### WORK REQUEST A
Answer these questions from the whisky tasting notes, one answer per line, marked the same way:
(i) What color is the Glenburgie 20yo described as having?
(ii) What score is given to the Glenburgie 20yo?
(iii) Which version of Littlemill is named as having been bottled at 5 years old?

### TEXT SECTION
=== Begin Enclosure ===
It's been a long time since I had some Glenburgie, I think its one of those whiskies that's seldom bottled by IB's and OB's are hard to find. And when a cask is finally bottled by IB's there's very little attention given. Perhaps there is a reason why, I'm not sure, I do not know this distillery well enough yet to make a thoroughly decided verdict of my own yet.
Glenburgie 20yo 1948&1961-1981 40% G&M Charles & Diana Wedding Commemoration
The one I had from Glendronach yesterday to commemorate Andrew & Sarah was not bad at all. And in this there are even older stock, dating back to 1948, which makes for 33yo when bottled then. Princess Di was a little younger so there's some 60's and some 40's Glenburgie involved which should make for an interesting old-styled whisky. Golden brown color. It smells floral, honey, eucalyptus, minty, fresh, definitively more Diana than Charles if the whisky should reflect ones personality. The taste is all on sweet fruits, figs, dates, prunes, kiwi, strawberry, pear drops and concentrated nougat. The overwhelming nougat/creamy chocolate sensation in the end is fine by me, but it ruins a bit of all the good fruity notes that surprises the palate initially. This is a whisky which's absolutely impossible to dislike, it just lacks a bit on the finish to get a top score.
Perfect sipping whisky, take your time and enjoy again and again: 6.5
Glenburgie 5yo 40% OB for Italy
A very young whisky, I know that back in the days there were a couple of 5yo's around, Dunglass was a version of Littlemill that were bottled 5yo, there were some Springbanks at 5yo for a small period. The color is golden. Smells young and spirity, some banana and vanilla. The taste is young and peppery, malt aromas and black pepper, very easy and one-dimensional, yet the spirity notes that I was expecting never shows. Which is a good thing. Makes for a light and easy-drinking whisky. A style that I think these says is much more preferred in blends than single malts. Seems to be some peaty notes here, did they ever peat their malt at Glenburgie? Perhaps there was something in the water...
=== End Enclosure ===
### GIVEN RECORDS
=== Begin Enclosure ===
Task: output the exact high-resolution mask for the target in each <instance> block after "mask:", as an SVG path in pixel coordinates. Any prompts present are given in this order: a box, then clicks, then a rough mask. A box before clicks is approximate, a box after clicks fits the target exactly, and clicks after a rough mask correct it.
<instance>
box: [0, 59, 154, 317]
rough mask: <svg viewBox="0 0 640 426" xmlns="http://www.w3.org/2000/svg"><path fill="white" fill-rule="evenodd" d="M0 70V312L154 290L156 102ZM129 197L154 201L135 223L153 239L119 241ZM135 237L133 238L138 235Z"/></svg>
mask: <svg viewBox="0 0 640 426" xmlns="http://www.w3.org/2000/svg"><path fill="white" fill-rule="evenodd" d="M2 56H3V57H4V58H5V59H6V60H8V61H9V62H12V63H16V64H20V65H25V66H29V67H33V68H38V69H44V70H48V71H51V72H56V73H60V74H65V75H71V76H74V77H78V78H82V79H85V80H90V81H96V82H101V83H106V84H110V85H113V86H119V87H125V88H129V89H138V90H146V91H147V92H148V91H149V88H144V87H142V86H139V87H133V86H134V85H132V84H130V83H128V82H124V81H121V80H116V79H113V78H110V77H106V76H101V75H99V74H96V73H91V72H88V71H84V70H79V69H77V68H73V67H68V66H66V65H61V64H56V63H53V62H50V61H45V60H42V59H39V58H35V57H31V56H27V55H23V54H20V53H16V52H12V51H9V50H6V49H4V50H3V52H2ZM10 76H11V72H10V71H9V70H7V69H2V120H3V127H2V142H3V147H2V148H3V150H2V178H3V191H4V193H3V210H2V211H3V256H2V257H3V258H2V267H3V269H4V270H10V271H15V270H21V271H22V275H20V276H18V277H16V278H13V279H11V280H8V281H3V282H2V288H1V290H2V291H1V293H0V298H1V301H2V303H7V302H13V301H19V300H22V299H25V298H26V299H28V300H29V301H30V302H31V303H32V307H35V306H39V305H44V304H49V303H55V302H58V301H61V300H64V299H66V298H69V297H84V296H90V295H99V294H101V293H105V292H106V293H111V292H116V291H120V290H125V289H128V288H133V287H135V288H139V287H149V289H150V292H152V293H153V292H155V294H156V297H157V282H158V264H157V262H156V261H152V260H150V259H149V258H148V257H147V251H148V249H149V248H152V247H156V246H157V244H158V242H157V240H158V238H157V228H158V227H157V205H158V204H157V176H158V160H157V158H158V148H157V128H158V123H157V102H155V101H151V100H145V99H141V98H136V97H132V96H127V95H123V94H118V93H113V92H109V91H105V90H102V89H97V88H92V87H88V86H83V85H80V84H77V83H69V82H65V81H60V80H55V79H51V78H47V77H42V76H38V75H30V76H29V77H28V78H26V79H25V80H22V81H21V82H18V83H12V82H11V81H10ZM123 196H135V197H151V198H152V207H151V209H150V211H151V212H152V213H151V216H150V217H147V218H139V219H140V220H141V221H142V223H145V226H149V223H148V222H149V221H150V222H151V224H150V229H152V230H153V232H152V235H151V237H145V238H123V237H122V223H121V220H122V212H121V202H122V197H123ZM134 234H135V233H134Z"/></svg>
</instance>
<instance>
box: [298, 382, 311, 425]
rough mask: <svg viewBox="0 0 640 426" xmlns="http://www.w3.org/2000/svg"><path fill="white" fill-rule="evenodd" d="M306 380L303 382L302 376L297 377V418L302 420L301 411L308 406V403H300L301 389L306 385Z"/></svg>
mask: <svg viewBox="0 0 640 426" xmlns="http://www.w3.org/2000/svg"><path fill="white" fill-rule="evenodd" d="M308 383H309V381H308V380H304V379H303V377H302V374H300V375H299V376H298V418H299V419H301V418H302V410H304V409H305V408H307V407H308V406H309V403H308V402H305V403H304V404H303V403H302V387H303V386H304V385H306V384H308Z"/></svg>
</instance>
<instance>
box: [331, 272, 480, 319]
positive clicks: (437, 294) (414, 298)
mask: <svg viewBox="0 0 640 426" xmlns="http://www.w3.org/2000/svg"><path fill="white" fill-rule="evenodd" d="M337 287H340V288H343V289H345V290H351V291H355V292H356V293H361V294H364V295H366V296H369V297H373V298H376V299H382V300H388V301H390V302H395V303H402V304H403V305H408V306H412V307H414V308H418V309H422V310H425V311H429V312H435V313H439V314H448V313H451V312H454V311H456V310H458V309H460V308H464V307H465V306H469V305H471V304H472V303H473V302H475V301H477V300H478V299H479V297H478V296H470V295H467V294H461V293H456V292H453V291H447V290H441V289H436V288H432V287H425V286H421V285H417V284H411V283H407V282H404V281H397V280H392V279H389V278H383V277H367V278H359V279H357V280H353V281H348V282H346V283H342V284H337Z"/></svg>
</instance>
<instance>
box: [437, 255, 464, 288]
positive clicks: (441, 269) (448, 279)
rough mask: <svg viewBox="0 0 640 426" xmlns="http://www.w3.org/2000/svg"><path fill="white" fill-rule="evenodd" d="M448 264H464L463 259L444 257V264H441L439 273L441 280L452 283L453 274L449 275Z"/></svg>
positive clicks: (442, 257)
=== End Enclosure ===
### WORK REQUEST B
Copy out, character for character, the stretch of the entries from their start through the line containing "box: [0, 59, 154, 317]".

### EXERCISE RESULT A
(i) Golden brown.
(ii) 6.5.
(iii) Dunglass.

### EXERCISE RESULT B
Task: output the exact high-resolution mask for the target in each <instance> block after "mask:", as an SVG path in pixel coordinates. Any prompts present are given in this order: a box, then clicks, then a rough mask. A box before clicks is approximate, a box after clicks fits the target exactly, and clicks after a rough mask correct it.
<instance>
box: [0, 59, 154, 317]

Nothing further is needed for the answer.